**GIVEN RECORDS:**
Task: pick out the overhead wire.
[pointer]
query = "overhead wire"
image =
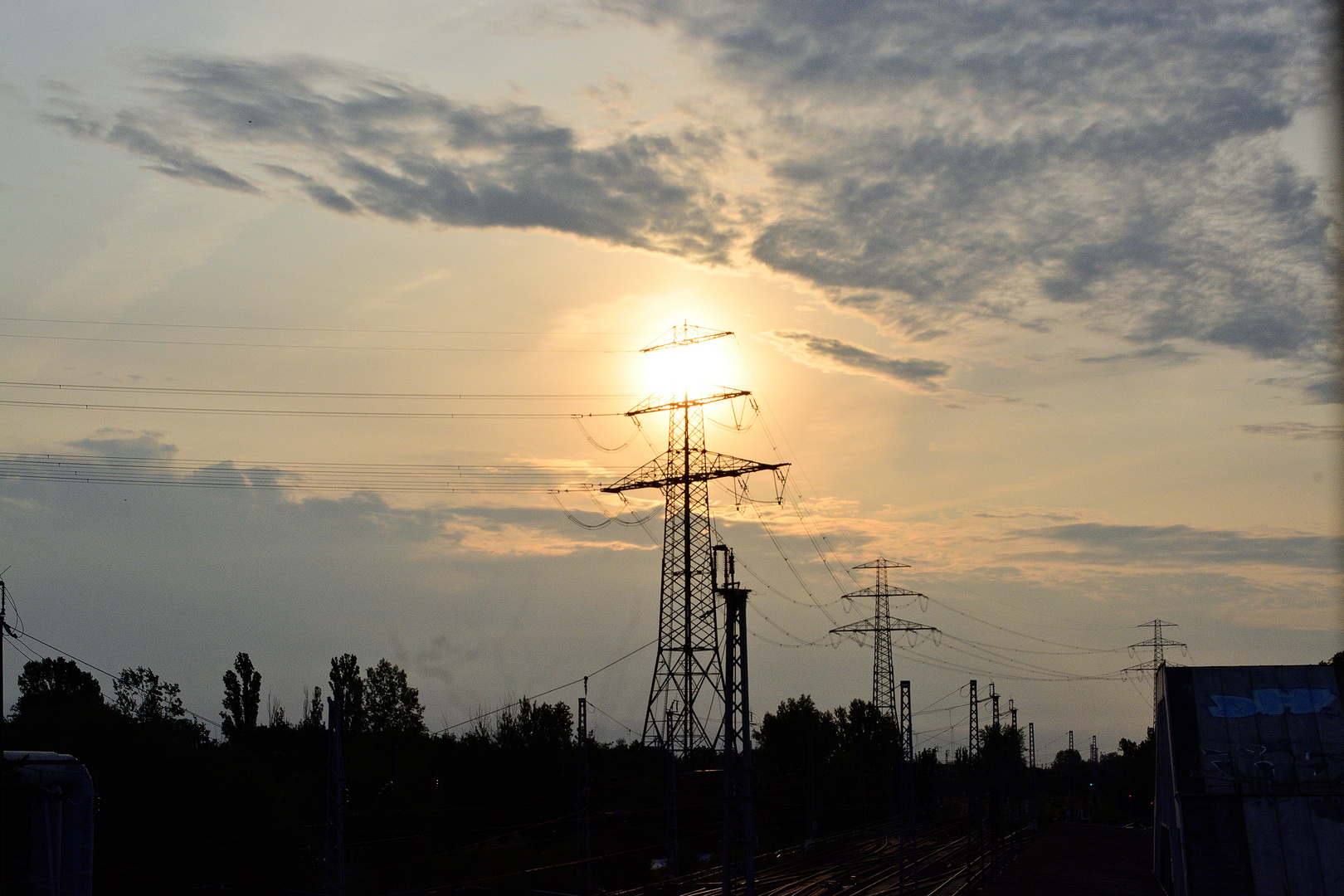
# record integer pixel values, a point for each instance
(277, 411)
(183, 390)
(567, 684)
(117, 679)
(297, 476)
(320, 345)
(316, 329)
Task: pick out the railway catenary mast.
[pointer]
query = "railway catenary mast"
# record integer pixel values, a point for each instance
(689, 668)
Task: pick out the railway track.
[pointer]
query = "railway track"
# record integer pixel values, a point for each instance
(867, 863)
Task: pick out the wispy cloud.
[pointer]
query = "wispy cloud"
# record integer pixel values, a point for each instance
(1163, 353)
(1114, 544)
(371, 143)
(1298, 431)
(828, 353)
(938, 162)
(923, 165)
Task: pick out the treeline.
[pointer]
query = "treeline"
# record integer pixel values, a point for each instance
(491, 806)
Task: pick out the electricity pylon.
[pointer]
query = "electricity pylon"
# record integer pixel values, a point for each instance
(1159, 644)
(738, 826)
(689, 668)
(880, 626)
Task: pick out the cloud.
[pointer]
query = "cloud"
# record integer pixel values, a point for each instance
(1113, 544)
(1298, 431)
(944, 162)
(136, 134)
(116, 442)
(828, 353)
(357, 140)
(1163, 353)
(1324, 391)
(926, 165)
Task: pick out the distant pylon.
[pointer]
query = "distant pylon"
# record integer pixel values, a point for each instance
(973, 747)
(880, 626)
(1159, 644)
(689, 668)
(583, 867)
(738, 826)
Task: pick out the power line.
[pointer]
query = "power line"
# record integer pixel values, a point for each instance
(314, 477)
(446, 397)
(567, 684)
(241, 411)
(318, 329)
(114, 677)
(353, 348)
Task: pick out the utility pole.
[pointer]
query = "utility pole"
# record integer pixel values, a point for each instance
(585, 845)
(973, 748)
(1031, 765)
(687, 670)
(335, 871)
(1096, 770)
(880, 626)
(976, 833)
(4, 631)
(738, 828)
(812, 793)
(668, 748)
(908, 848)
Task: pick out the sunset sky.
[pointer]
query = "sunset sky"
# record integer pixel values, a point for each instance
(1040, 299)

**EXERCISE INSTRUCTIONS:**
Search the entries for the word "pylon" and copy every line that has it.

**ANSWER SECTION:**
Task: pick out the electricity pylon.
query = "electricity pylon"
Task: pick out the distant pylon.
query = "distant pylon"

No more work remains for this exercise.